* SET PROBLEM A: In the page on F# sequences, translate this sentence into Spanish: "This gives sequences some interesting properties, such as the capacity to represent infinite data structures."

::: EXCERPT PROVIDED :::

F Sharp Programming/Sequences

Previous: Lists Index Next: Sets and Maps
F# : Sequences

Sequences, commonly called sequence expressions, are similar to lists: both data structures are used to represent an ordered collection of values. However, unlike lists, elements in a sequence are computed as they are needed (or "lazily"), rather than computed all at once. This gives sequences some interesting properties, such as the capacity to represent infinite data structures.

Defining Sequences

edit

Sequences are defined using the syntax:

seq { expr }

Similar to lists, sequences can be constructed using ranges and comprehensions:

> seq { 1 .. 10 };; (* seq ranges *)
val it : seq<int> = seq [1; 2; 3; 4; ...]

> seq { 1 .. 2 .. 10 };; (* seq ranges *)
val it : seq<int> = seq [1; 3; 5; 7; ...]

> seq {10 .. -1 .. 0};; (* descending *)
val it : seq<int> = seq [10; 9; 8; 7; ...]

> seq { for a in 1 .. 10 do yield a, a*a, a*a*a };; (* seq comprehensions *)

::: EXTRACTED INFORMATION :::

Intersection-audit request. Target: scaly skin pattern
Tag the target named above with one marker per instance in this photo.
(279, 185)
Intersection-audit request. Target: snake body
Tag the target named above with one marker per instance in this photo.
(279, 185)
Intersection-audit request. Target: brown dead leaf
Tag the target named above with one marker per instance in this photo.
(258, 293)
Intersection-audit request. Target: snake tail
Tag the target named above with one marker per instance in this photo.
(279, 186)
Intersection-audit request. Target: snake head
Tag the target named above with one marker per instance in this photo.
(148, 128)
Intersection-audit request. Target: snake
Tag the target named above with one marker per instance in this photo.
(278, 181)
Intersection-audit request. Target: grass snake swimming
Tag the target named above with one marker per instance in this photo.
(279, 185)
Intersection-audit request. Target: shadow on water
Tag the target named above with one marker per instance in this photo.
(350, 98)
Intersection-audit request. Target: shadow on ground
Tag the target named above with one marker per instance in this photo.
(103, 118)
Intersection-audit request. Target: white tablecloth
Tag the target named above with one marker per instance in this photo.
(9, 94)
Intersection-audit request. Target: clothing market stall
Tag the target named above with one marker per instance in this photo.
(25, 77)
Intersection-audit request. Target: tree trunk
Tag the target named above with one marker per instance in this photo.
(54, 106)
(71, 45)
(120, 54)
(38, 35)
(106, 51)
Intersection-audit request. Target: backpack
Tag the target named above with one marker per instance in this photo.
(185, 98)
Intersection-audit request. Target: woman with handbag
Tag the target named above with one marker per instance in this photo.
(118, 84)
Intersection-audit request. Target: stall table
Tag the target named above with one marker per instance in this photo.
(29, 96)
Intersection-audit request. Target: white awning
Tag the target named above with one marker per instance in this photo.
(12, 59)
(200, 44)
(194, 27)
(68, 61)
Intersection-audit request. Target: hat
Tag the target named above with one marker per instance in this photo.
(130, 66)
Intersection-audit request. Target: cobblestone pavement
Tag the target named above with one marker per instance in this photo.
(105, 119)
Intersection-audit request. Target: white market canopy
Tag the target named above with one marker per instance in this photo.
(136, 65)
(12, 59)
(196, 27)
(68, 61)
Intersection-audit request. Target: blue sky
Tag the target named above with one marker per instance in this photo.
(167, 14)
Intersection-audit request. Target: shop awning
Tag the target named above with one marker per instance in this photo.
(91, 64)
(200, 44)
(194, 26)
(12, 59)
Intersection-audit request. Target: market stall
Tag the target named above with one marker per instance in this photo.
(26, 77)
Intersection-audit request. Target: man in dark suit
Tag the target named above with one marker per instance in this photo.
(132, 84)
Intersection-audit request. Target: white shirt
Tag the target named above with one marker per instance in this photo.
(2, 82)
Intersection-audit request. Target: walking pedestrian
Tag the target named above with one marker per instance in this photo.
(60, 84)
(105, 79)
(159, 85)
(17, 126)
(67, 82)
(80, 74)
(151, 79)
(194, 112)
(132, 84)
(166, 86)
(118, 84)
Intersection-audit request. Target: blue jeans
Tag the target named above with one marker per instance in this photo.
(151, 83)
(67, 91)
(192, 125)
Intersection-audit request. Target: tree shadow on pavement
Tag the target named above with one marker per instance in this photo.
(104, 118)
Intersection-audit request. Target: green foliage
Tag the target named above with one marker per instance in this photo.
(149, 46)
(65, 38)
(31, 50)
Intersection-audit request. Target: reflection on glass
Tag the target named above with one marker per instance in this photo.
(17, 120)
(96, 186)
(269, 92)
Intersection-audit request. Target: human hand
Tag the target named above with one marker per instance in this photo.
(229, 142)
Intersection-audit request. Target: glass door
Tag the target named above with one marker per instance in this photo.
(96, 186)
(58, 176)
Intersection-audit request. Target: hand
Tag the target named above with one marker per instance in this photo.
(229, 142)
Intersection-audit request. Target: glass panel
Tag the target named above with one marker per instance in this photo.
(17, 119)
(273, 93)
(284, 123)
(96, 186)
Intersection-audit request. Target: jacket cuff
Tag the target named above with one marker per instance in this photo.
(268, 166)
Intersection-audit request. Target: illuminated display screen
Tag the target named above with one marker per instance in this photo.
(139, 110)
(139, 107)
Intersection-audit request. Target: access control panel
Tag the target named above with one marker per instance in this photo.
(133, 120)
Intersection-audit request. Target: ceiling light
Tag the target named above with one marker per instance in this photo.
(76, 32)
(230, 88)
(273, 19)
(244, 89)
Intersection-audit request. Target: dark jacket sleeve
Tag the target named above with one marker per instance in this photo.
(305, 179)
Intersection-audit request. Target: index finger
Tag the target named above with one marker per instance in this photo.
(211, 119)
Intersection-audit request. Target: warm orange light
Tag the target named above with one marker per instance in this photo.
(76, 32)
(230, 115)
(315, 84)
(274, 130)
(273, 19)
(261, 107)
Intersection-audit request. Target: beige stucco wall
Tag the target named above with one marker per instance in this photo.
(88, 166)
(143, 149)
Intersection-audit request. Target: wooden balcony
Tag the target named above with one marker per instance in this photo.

:::

* SET PROBLEM B: Copy out, unchanged, the lines of the listing from the one containing "Intersection-audit request. Target: glass panel" through the end of the listing.

* TASK ANSWER A: Esto les da a las secuencias algunas propiedades interesantes, como la capacidad de representar estructuras de datos infinitas.

* TASK ANSWER B:
Intersection-audit request. Target: glass panel
Tag the target named above with one marker per instance in this photo.
(17, 119)
(273, 93)
(284, 123)
(96, 186)
Intersection-audit request. Target: jacket cuff
Tag the target named above with one marker per instance in this photo.
(268, 166)
Intersection-audit request. Target: illuminated display screen
Tag the target named above with one marker per instance in this photo.
(139, 110)
(139, 107)
Intersection-audit request. Target: access control panel
Tag the target named above with one marker per instance in this photo.
(133, 120)
Intersection-audit request. Target: ceiling light
Tag the target named above with one marker per instance in this photo.
(76, 32)
(230, 88)
(273, 19)
(244, 89)
Intersection-audit request. Target: dark jacket sleeve
Tag the target named above with one marker per instance in this photo.
(305, 179)
Intersection-audit request. Target: index finger
Tag the target named above with one marker per instance in this photo.
(211, 119)
Intersection-audit request. Target: warm orange light
Tag the target named above with one marker per instance in this photo.
(76, 32)
(230, 115)
(315, 84)
(274, 130)
(273, 19)
(261, 107)
Intersection-audit request. Target: beige stucco wall
Tag the target named above with one marker per instance in this photo.
(88, 166)
(143, 149)
Intersection-audit request. Target: wooden balcony
Tag the target named above with one marker per instance in this photo.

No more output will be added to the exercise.